▶ [EXERCISE DETAILS]
Recast every line of the data below as a Markdown table with the columns Row and Line, numbering the rows and skipping blank lines. Leave the pictures out of the table.

▶ [DATASET EXCERPTS]

..........

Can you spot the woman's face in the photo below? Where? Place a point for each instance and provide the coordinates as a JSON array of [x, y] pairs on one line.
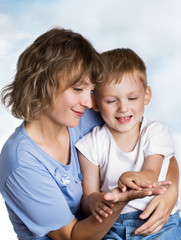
[[71, 103]]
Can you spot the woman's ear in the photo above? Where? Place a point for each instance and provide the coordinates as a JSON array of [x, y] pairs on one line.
[[95, 104], [147, 95]]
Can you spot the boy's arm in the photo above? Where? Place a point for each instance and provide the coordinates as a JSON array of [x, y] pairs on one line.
[[144, 178], [93, 201], [160, 207]]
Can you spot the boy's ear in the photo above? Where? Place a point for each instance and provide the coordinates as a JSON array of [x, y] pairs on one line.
[[95, 105], [147, 95]]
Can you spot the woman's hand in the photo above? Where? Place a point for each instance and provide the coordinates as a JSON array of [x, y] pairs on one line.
[[98, 206], [117, 196], [158, 211], [160, 207]]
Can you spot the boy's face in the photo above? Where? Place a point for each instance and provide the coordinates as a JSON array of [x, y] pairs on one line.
[[122, 105]]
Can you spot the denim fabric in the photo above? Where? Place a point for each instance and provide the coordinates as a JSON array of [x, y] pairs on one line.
[[127, 223]]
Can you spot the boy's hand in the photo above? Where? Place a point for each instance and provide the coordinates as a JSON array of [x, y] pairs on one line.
[[133, 180], [99, 207]]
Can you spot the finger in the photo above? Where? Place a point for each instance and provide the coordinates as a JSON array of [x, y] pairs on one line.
[[149, 210], [162, 183], [133, 185], [145, 184], [98, 218], [122, 187], [148, 228], [101, 212]]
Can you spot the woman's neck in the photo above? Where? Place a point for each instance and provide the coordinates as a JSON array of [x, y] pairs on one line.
[[126, 141], [51, 138]]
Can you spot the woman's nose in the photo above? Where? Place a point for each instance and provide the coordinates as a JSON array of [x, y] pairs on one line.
[[122, 107], [86, 100]]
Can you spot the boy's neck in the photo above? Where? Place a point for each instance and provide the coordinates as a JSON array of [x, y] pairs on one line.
[[126, 141]]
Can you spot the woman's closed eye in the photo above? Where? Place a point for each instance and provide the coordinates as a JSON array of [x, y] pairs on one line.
[[76, 89]]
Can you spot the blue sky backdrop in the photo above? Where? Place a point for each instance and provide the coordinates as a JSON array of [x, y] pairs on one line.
[[151, 28]]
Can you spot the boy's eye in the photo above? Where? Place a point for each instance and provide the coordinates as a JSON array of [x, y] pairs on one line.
[[77, 89], [111, 101], [92, 92], [132, 98]]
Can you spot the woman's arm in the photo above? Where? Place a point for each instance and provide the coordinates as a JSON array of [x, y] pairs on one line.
[[161, 206], [139, 179]]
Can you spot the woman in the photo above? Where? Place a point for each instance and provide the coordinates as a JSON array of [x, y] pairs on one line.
[[39, 169]]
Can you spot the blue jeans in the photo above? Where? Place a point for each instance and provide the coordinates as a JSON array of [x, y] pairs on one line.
[[127, 223]]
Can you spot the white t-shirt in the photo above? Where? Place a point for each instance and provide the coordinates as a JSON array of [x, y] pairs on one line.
[[100, 148]]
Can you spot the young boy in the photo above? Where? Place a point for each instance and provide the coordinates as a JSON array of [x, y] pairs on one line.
[[129, 151]]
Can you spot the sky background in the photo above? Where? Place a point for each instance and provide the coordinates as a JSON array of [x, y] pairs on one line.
[[151, 28]]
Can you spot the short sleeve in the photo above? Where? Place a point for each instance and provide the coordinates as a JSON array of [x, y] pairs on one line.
[[37, 200], [89, 147], [159, 141]]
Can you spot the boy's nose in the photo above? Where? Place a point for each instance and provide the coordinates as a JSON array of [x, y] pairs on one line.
[[122, 107]]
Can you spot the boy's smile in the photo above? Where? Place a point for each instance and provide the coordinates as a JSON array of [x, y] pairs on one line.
[[122, 104]]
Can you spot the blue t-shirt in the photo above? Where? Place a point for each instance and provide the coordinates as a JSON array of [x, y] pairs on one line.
[[40, 193]]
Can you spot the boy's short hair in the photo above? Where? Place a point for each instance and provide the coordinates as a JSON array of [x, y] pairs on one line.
[[120, 61], [56, 54]]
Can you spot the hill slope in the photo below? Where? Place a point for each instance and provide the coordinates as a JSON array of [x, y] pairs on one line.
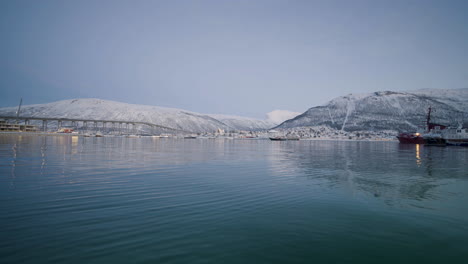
[[97, 109], [386, 110]]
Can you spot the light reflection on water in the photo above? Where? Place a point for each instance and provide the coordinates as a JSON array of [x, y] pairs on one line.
[[76, 199]]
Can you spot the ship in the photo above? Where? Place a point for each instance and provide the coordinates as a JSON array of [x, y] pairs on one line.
[[456, 136], [283, 138], [420, 137]]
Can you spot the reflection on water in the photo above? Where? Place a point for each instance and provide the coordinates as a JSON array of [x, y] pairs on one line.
[[398, 174], [75, 199]]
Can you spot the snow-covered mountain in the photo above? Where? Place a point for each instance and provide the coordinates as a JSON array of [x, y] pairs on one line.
[[279, 116], [387, 110], [97, 109]]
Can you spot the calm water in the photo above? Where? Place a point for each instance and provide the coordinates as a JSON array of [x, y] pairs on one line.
[[143, 200]]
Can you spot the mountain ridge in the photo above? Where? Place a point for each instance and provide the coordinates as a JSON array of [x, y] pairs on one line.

..........

▶ [EXERCISE RESULT]
| Row | Line |
|---|---|
| 1 | Can you spot the woman's face in the photo below? Where? Place a point for each instance and provide the coordinates as a JSON array of [x, y] pairs on one line. |
| 2 | [[71, 103]] |
| 3 | Can you spot the woman's ear in the photo above? Where? Place a point for each instance and provide the coordinates as a JSON array of [x, y] pairs on one line. |
| 4 | [[95, 104], [147, 95]] |
| 5 | Can you spot the boy's arm in the photo above? Where? Place a point for each instance and provide the coordinates as a JSON array of [x, y] pairs on one line. |
| 6 | [[144, 178], [93, 201], [160, 207]] |
| 7 | Can you spot the boy's ear in the photo above? Where? Place a point for each instance and provide the coordinates as a JSON array of [x, y] pairs on one line. |
| 8 | [[95, 105], [147, 95]] |
| 9 | Can you spot the woman's hand in the photo above? Where? Place a point for each instance and provide the coordinates as a JSON array of [x, y] pairs on one line. |
| 10 | [[98, 206], [117, 196], [158, 211], [160, 207]] |
| 11 | Can you spot the boy's face in the photo above? Where? Place a point for each instance and provide the coordinates as a JSON array of [x, y] pairs on one line. |
| 12 | [[122, 105]] |
| 13 | Can you spot the denim fabric in the photo above? Where? Place a point for each instance and provide the coordinates as a JSON array of [x, y] pairs on one line. |
| 14 | [[127, 223]] |
| 15 | Can you spot the boy's hand in the photo above? Where? Place a point for each instance and provide the coordinates as a JSON array of [x, y] pairs on one line. |
| 16 | [[133, 180], [99, 207]] |
| 17 | Can you spot the finger in the photo above? Where? Place a point for each instance and provide the coordinates as a JSON array of [x, y] pairs on one line. |
| 18 | [[149, 210], [162, 183], [133, 185], [145, 184], [98, 218], [122, 187], [148, 228], [101, 212]] |
| 19 | Can you spot the woman's neck in the photo above? Where? Place a point for each instance and provide the coordinates as a JSON array of [x, y] pairs on one line. |
| 20 | [[126, 141], [51, 138]] |
| 21 | Can you spot the woman's nose in the photo above? Where? Place a point for each instance and provide the coordinates as a JSON array of [x, y] pairs on one line. |
| 22 | [[122, 107], [86, 100]] |
| 23 | Can you spot the boy's neck in the photo above? Where? Place a point for each instance and provide the coordinates as a JSON array of [x, y] pairs on one line. |
| 24 | [[126, 141]] |
| 25 | Can you spot the woman's closed eye in the photo above? Where? Place a point for each instance and provide the coordinates as a JSON array of [x, y] pairs on one line. |
| 26 | [[76, 89]] |
| 27 | Can you spot the blue sky backdrop in the photo above? Where? Place a point for each instance and provide the coordinates as a JSON array of [x, y] pairs on one line. |
| 28 | [[151, 28]] |
| 29 | Can you spot the boy's eye in the photo above? Where? Place a point for each instance and provide the coordinates as a JSON array of [x, y] pairs on one line. |
| 30 | [[77, 89], [111, 101], [92, 92], [132, 98]] |
| 31 | Can you spot the woman's arm in the photo above? Where? Place a point for each instance and provide the coordinates as a JSON array of [x, y] pairs on one line. |
| 32 | [[161, 206], [139, 179]] |
| 33 | Can you spot the woman in the photo above? Where? Place a point for each instance and provide the coordinates as a JSON array of [x, y] pairs on one line. |
| 34 | [[39, 169]] |
| 35 | Can you spot the blue jeans in the photo above? Where? Place a point for each instance and provide the coordinates as a JSON array of [x, y] pairs on one line. |
| 36 | [[127, 223]] |
| 37 | Can you spot the white t-shirt in the photo above? Where? Place a point for each instance and provide the coordinates as a JSON array of [x, y] pairs on one line. |
| 38 | [[100, 148]] |
| 39 | Can you spot the young boy in the photo above? Where? Place a point for each instance and provide the coordinates as a JSON array of [x, y] pairs on one line. |
| 40 | [[129, 151]] |
| 41 | Can you spot the sky background in the photo above? Where? Place a point for each instance and provide the coordinates as a JSON array of [x, y] pairs on one line. |
| 42 | [[151, 28]] |
| 43 | Can you spot the short sleeve in the photo above? Where? Place a point for each instance and provide the coordinates as a JSON array of [x, y] pairs on one line. |
| 44 | [[37, 200], [89, 147], [159, 141]] |
| 45 | Can you spot the boy's nose in the photo above? Where? Place a point for each instance and provide the coordinates as a JSON array of [x, y] pairs on one line. |
| 46 | [[122, 107]] |
| 47 | Can you spot the boy's smile in the photo above? Where? Place a point for each instance and provide the coordinates as a JSON array of [x, y] pairs on one line. |
| 48 | [[122, 104]] |
| 49 | Can you spot the blue t-shirt in the photo above? Where? Place a point for each instance and provide the coordinates as a JSON array of [x, y] pairs on one line. |
| 50 | [[40, 193]] |
| 51 | Can you spot the boy's short hair in the photo above? Where? Place a point for each instance and provide the coordinates as a JSON array of [x, y] pairs on one line. |
| 52 | [[120, 61], [56, 54]] |
| 53 | Can you spot the hill slope in the photo below? Where? Place a point for each instance and provide the coordinates as a JSON array of [x, y] pairs on one line. |
| 54 | [[97, 109], [386, 110]] |
| 55 | Can you spot the light reflection on water in the photo above? Where? Place a point for each instance and provide the coordinates as a JSON array of [x, y] pairs on one line. |
| 56 | [[76, 199]] |
| 57 | Can you spot the ship in the photo above? Where? Place a point for each instance and provide the coordinates as a JSON array of [x, y] pairs on one line. |
| 58 | [[456, 136], [283, 138], [420, 137]] |
| 59 | Can you spot the reflection on water in the photo above? Where? Place a point for each instance and provide the coordinates as a JSON array of [x, y] pairs on one line. |
| 60 | [[398, 174], [75, 199]] |
| 61 | Can you spot the snow-covered mountain in the photo above? Where? Place a point for each instance and provide the coordinates as a JSON array of [x, y] pairs on one line. |
| 62 | [[279, 116], [387, 110], [97, 109]] |
| 63 | Can you spot the calm water in the photo above? Where? Place a point for each instance and provide the coordinates as a JSON array of [x, y] pairs on one line. |
| 64 | [[143, 200]] |
| 65 | Can you spot the mountain ridge in the photo above? Where? Place a point for each instance and provide the coordinates as a JSON array of [x, y] pairs on one line. |